## Text passage
— Begin —

Appointing another man to get a child- it is called Niyoga or in Latin levirate. We see such practice in Mahabharata when Vichitravirya died without children. But commentators point out the confusion and contradictory statements in this section.

My comments : There are interpolations in this section.

Sloka 71

When you promise a girl to a man don’t go back on your words

Sloka 74

Very interesting; if you don’t  arrange for food and basic things for your wife while you go on a long journey, she will runaway with someone.

Divorce rules

If a man doen’t come back within 8 years , she is free

If your wife hates you for more than a year kick her out.

Oldest Tamil book Tolkappiam also ban Tamil women going overseas with her husband. So there is a waiting period, beyond which she can do what she wants to do.

Sloka 80-84 Drinking and Violent Wives

Interesting .

If your wife is barren for 8 years, you may leave her;

If all her children died , leave her in tenth year.

If your wife gives birth only to daughters, you may leave her in the eleventh year;

If a woman drinks and extravagant, leave her immediately.

88-94 Marriageable Age

Love marriage is not wrong – sloka 91

Age limits – sloka 94



Chastity for men and women – slokas 101 and 102

Property rights – from sloka 9-104

What did Daksa do with 10+13+27= 50 daughters? sloka -129

He gave 10 daughters to Dharma;

13 daughters to Kasyapa;

27 daughters to Soma/ Moon

Sloka 137 to 139

Role of son, grand son and great grand son

Sloka 140- 142 – adopted son


Rest of the slokas gives minute details of division of property.


9-57. The wife of an elder brother is for his younger (brother) the wife of a Guru; but the wife of the younger is declared (to be) the daughter-in-law of the elder.

58. An elder (brother) who approaches the wife of the younger, and a younger (brother who approaches) the wife of the elder, except in times of misfortune, both become outcasts, even though (they were duly) authorised.

59. On failure of issue (by her husband) a woman who has been authorised, may obtain, (in the) proper (manner prescribed), the desired offspring by (cohabitation with) a brother-in-law or (with some other) Sapinda (of the husband).

— End —

## Request
Pick up the passage on marriage, divorce, and property slokas and continue it from where it stops. The listing that comes next has no connection to the passage on marriage, divorce, and property slokas.

## Dataset section
— Begin —

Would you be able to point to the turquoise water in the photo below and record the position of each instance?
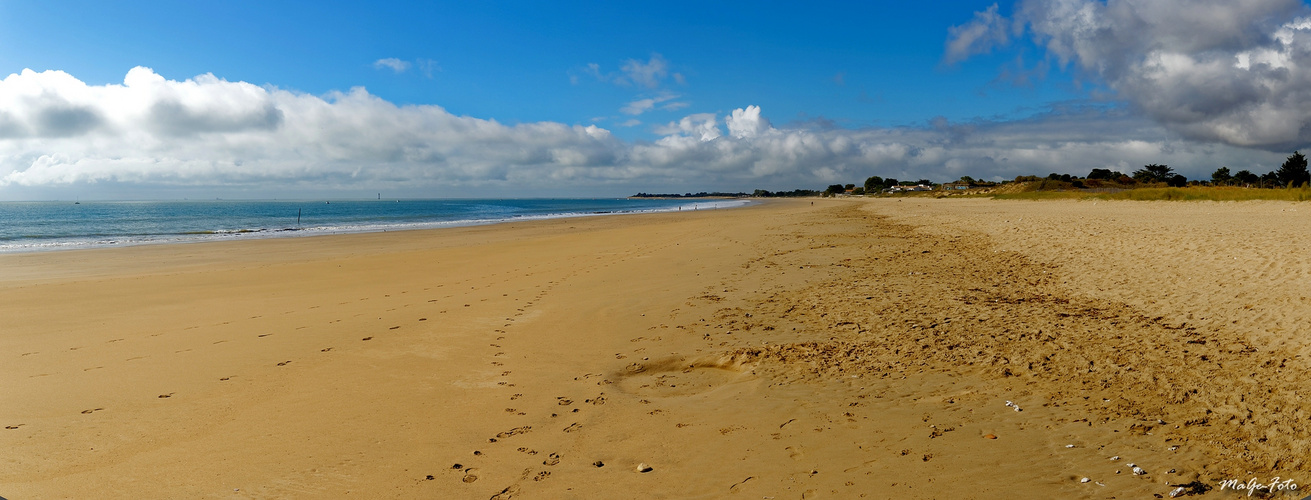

— End —

## Response for this exercise
60. He (who is) appointed to (cohabit with) the widow shall (approach her) at night anointed with clarified butter and silent, (and) beget one son, by no means a second.

61. Some (sages), versed in the law, considering the purpose of the appointment not to have been attained by those two (on the birth of the first), think that a second (son) may be lawfully procreated on (such) women.

62. But when the purpose of the appointment to (cohabit with) the widow bas been attained in accordance with the law, those two shall behave towards each other like a father and a daughter-in-law.

63. If those two (being thus) appointed deviate from the rule and act from carnal desire, they will both become outcasts, (as men) who defile the bed of a daughter-in-law or of a Guru.

64. By twice-born men a widow must not be appointed to (cohabit with) any other (than her husband); for they who appoint (her) to another (man), will violate the eternal law.

65. In the sacred texts which refer to marriage the appointment (of widows) is nowhere mentioned, nor is the re-marriage of widows prescribed in the rules concerning marriage.

66. This practice which is reprehended by the learned of the twice-born castes as fit for cattle is said (to have occurred) even among men, while Vena ruled.

67. That chief of royal sages who formerly possessed the whole world, caused a confusion of the castes (varna), his intellect being destroyed by lust.

68. Since that (time) the virtuous censure that (man) who in his folly appoints a woman, whose husband died, to (bear) children (to another man).

69. If the (future) husband of a maiden dies after troth verbally plighted, her brother-in-law shall wed her according to the following rule.

70. Having, according to the rule, espoused her (who must be) clad in white garments and be intent on purity, he shall approach her once in each proper season until issue (be had).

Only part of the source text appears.